• [What to produce]:
Copy the lines from the one containing "434L447 430L445 444L453" through the one containing "positive clicks: (457, 431)", with no changes.

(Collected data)

Content starts

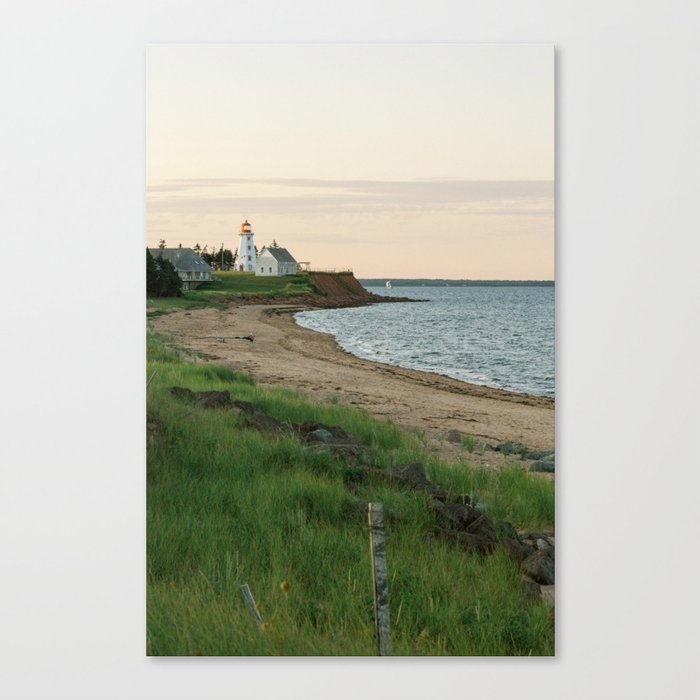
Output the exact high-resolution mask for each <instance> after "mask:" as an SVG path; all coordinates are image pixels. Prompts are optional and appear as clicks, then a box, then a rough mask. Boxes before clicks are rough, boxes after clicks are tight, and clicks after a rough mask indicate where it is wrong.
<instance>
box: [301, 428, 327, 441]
mask: <svg viewBox="0 0 700 700" xmlns="http://www.w3.org/2000/svg"><path fill="white" fill-rule="evenodd" d="M306 440H307V442H331V440H333V434H332V433H331V432H330V431H328V430H324V429H323V428H318V429H316V430H312V431H311V432H310V433H307V434H306Z"/></svg>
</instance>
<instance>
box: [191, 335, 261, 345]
mask: <svg viewBox="0 0 700 700" xmlns="http://www.w3.org/2000/svg"><path fill="white" fill-rule="evenodd" d="M193 338H194V339H195V340H218V341H219V342H220V343H223V342H224V340H249V341H250V342H251V343H252V342H253V339H254V338H255V336H254V335H196V336H193Z"/></svg>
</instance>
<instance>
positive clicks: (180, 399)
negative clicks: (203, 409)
mask: <svg viewBox="0 0 700 700" xmlns="http://www.w3.org/2000/svg"><path fill="white" fill-rule="evenodd" d="M170 393H171V394H172V395H173V396H174V397H175V398H176V399H180V400H181V401H188V402H190V403H196V404H197V405H198V406H201V407H202V408H230V407H231V406H232V405H233V404H232V402H231V394H229V393H228V391H192V390H191V389H187V388H185V387H182V386H173V387H171V388H170Z"/></svg>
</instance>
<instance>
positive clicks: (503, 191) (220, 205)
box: [147, 178, 554, 216]
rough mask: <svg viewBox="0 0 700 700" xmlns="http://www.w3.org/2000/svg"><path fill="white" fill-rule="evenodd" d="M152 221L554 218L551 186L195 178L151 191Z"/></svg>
mask: <svg viewBox="0 0 700 700" xmlns="http://www.w3.org/2000/svg"><path fill="white" fill-rule="evenodd" d="M147 198H148V210H149V213H159V214H160V213H166V212H167V213H174V214H194V213H197V214H224V215H230V214H235V213H237V212H240V211H241V210H245V211H247V212H250V214H251V215H254V214H261V213H264V214H282V213H290V214H291V213H305V214H312V213H316V214H361V213H367V214H378V213H409V212H423V213H430V212H434V213H458V214H472V215H474V214H477V215H483V216H491V215H498V216H503V215H511V216H551V215H552V214H553V211H554V183H553V182H552V181H547V180H513V181H490V180H489V181H486V180H459V179H443V180H436V179H431V180H417V181H415V180H414V181H390V180H321V179H309V178H268V179H263V178H259V179H255V178H250V179H248V178H191V179H178V180H169V181H166V182H163V183H158V184H155V185H151V186H149V187H148V193H147Z"/></svg>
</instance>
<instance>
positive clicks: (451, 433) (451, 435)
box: [447, 430, 463, 445]
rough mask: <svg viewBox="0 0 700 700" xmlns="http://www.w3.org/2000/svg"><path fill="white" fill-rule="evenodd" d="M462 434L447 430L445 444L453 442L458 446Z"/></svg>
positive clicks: (457, 431)
mask: <svg viewBox="0 0 700 700" xmlns="http://www.w3.org/2000/svg"><path fill="white" fill-rule="evenodd" d="M462 438H463V435H462V433H460V432H459V430H448V431H447V442H454V443H456V444H458V445H461V444H462Z"/></svg>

Content ends

• [Output for this exercise]:
rough mask: <svg viewBox="0 0 700 700" xmlns="http://www.w3.org/2000/svg"><path fill="white" fill-rule="evenodd" d="M462 434L447 430L445 444L453 442L458 446Z"/></svg>
positive clicks: (457, 431)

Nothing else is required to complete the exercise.